:: SOURCE TEXT ::
+ + + + + + +

Only a signal shown and a distant voice in the darkness;

So on the ocean of life, we pass and speak one another,

Only a look and a voice, then darkness again and a silence."

\- Henry Wadsworth Longfellow, 1863

------
quanticle
Gwern addresses this issue in his essay, "The Melancholy of Subculture
Society" [1]. In it, he focuses on this very issue. Society is fragmenting as
information technology allows people to congregate by interest rather than by
geography. As a result, we have deep conversations online, with others in our
subcultures, but shallow (or even nonexistent) conversations with those who
happen to be geographically close to us, but with whom we do not share
interests.

I've noticed this in my own life, to a certain extent. I have deep and
fascinating conversations with people online about all sorts of topics. But
off the Internet, when I don't know if you're interested in the same things
that I am, I'm a bit (well, more than a bit) boring.

[1]
[http://www.gwern.net/The%20Melancholy%20of%20Subculture%20So...](http://www.gwern.net/The%20Melancholy%20of%20Subculture%20Society)

------
jkarni
I'm convinced there's a one-line version of this article that is no less
informative than the original.

Somewhat ironically, I would have _appreciated_ it if the author had been
under SMS/Twitter length constraints.

------
dahart
This article, while cute, seems vacuous. 'We should talk to each other more,
look into each other's eyes, and be comfortable with awkward silence.' Uh,
okay.

The link was clicked because its great to hear real advice on how to be more
engaging, how to find more interest in others and keep them talking, how to be
interesting and how to help & encourage others be interesting. None of that
useful advice was found here, nor anything else particularly helpful, just
someone's opinion of what others should be doing.

+ + + + + + +

:: Object point labels ::
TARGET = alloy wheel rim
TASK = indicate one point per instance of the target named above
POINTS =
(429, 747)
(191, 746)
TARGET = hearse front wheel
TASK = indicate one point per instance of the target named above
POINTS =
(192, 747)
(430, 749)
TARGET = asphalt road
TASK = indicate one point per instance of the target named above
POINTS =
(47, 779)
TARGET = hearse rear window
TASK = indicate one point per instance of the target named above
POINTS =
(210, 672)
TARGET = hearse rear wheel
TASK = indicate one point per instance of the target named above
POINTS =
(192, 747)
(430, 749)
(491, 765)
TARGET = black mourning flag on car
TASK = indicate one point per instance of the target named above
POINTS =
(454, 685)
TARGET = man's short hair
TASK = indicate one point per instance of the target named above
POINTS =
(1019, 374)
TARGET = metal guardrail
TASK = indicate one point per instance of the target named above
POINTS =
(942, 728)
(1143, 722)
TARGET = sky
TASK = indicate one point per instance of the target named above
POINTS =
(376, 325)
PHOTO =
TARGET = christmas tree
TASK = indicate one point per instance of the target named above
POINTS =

+ + + + + + +

:: EXERCISE REQUIREMENTS ::
Copy out the full forum thread above about online and face-to-face conversation, word for word.

:: THE REPLY ::
Only a signal shown and a distant voice in the darkness;

So on the ocean of life, we pass and speak one another,

Only a look and a voice, then darkness again and a silence."

\- Henry Wadsworth Longfellow, 1863

------
quanticle
Gwern addresses this issue in his essay, "The Melancholy of Subculture
Society" [1]. In it, he focuses on this very issue. Society is fragmenting as
information technology allows people to congregate by interest rather than by
geography. As a result, we have deep conversations online, with others in our
subcultures, but shallow (or even nonexistent) conversations with those who
happen to be geographically close to us, but with whom we do not share
interests.

I've noticed this in my own life, to a certain extent. I have deep and
fascinating conversations with people online about all sorts of topics. But
off the Internet, when I don't know if you're interested in the same things
that I am, I'm a bit (well, more than a bit) boring.

[1]
[http://www.gwern.net/The%20Melancholy%20of%20Subculture%20So...](http://www.gwern.net/The%20Melancholy%20of%20Subculture%20Society)

------
jkarni
I'm convinced there's a one-line version of this article that is no less
informative than the original.

Somewhat ironically, I would have _appreciated_ it if the author had been
under SMS/Twitter length constraints.

------
dahart
This article, while cute, seems vacuous. 'We should talk to each other more,
look into each other's eyes, and be comfortable with awkward silence.' Uh,
okay.

The link was clicked because its great to hear real advice on how to be more
engaging, how to find more interest in others and keep them talking, how to be
interesting and how to help & encourage others be interesting. None of that
useful advice was found here, nor anything else particularly helpful, just
someone's opinion of what others should be doing.